Would you please restate the data exactly as it stands, apart from the pictures?

---+---

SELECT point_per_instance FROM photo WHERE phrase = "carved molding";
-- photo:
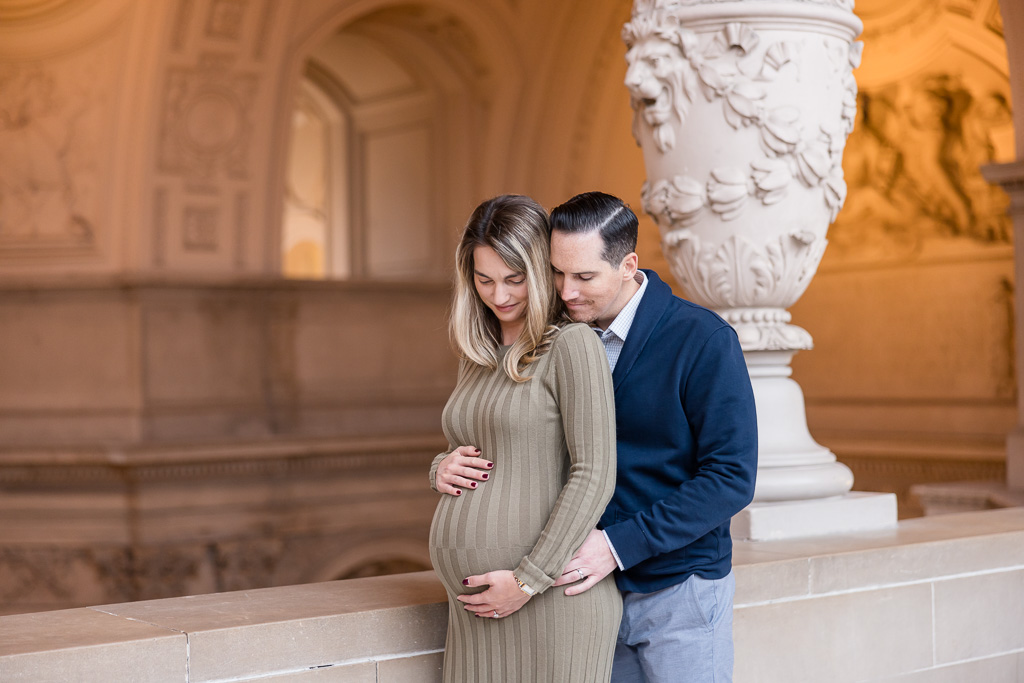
(48, 135)
(779, 105)
(645, 6)
(224, 18)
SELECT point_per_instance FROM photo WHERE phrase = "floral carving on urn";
(743, 120)
(742, 109)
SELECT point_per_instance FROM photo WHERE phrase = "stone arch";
(436, 36)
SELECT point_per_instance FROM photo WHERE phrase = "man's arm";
(719, 404)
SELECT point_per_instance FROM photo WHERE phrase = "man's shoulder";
(574, 335)
(679, 312)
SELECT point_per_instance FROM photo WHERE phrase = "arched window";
(380, 168)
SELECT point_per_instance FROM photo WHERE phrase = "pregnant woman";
(532, 407)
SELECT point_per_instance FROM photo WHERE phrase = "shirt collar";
(624, 321)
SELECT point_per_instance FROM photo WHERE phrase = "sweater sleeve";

---+---

Answer area:
SELECT point_per_instance FROM photo WHERE phrase = "carved molding";
-- photo:
(48, 135)
(779, 105)
(645, 6)
(224, 18)
SELECT point_per_instance FROM photo WHERE phrase = "floral carving on urn";
(743, 120)
(742, 109)
SELECT point_per_instance FROM photo WHERE phrase = "stone arch";
(436, 36)
SELECT point_per_instance FROM photo WHERE phrase = "man's arm";
(719, 404)
SELECT point_per_instance FROM photo WHERE phrase = "man's shoulder";
(574, 335)
(679, 312)
SELECT point_per_instance FROM photo WHERE phrase = "arched window";
(380, 168)
SELECT point_per_instance FROM photo WHERE phrase = "pregnant woman";
(532, 407)
SELECT point_per_instance FROM photo WHERE phrase = "shirt collar";
(624, 321)
SELECT point_per_instance FROM photo WHERE phrase = "sweater sleeve";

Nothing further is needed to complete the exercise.